[ARTICLE]
_ _ _ _ _ _ _

This trending question posted on social media is on every Bhutanese mind since the education minister’s announcement in the Assembly on Tuesday. The government decided to do away with the cut-off point creating confusions, doubts and suspense.

Adding more confusion, the minister did not mention the word “cut-off”. But if the decision was to absorb all Class X students, who manage the pass percentage in higher secondary schools, government or private, it is the same – like we say, whether it is a Tari (axe) or Toktse (spade), the head is metal.

It is a tense moment for thousands of students who sat for the board examinations. The Class X results will be declared any time soon. What they want is clarity. The so-called cut-off point will make a lot of difference. Some will go on to study in public schools. Some will have parents’ sponsor in private schools. Some will look for jobs and some join training institutes. What the students don’t need now is the confusions.

The source of the confusion is the decision the government made in December at the 19th national education conference. Educationists and experts who met for days, chaired by the minister, decided to keep the cut-off point.

The cause of the confusion is the honourable members of parliament. Weeks after the decision of the education conference was announced, media following it closely, the written question handed over at the Parliament session was if the government would do away with the cut-off point, as pledged.

The education minister’s response shocked observers, if not the parliamentarians. The government is already working on how to absorb the students in public schools. There were no follow up questions, as many expected. Many expected a heated debate. This leaves room for suspicions and doubts.

Some are already questioning the reason behind the sudden U-turn in the decision while some are accusing media of misinforming and the bureaucrats in the ministry for the silence if there had been a change.  A little bit of clarity would help all.

_ _ _ _ _ _ _

[RAW DATA]
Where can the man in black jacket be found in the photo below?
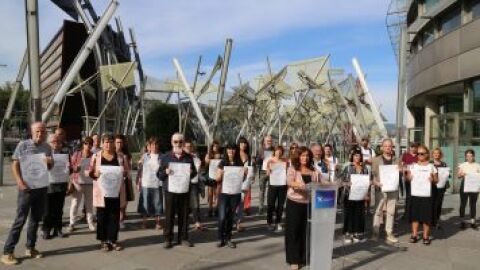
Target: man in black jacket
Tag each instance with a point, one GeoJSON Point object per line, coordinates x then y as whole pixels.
{"type": "Point", "coordinates": [176, 202]}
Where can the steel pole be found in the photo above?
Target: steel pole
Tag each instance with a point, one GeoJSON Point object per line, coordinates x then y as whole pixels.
{"type": "Point", "coordinates": [31, 8]}
{"type": "Point", "coordinates": [401, 89]}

_ _ _ _ _ _ _

Answer these from the editorial on the cut-off point:
(a) At which gathering, and in what month, was the decision made to keep the cut-off point?
(b) Which two tools does the saying compare, and what does it say they have in common?
(c) What did many expect to follow the education minister's response in Parliament?

[SOLUTION TO THE EXERCISE]
(a) The 19th national education conference, in December.
(b) The Tari (axe) and the Toktse (spade). The head of each is metal.
(c) Follow-up questions and a heated debate.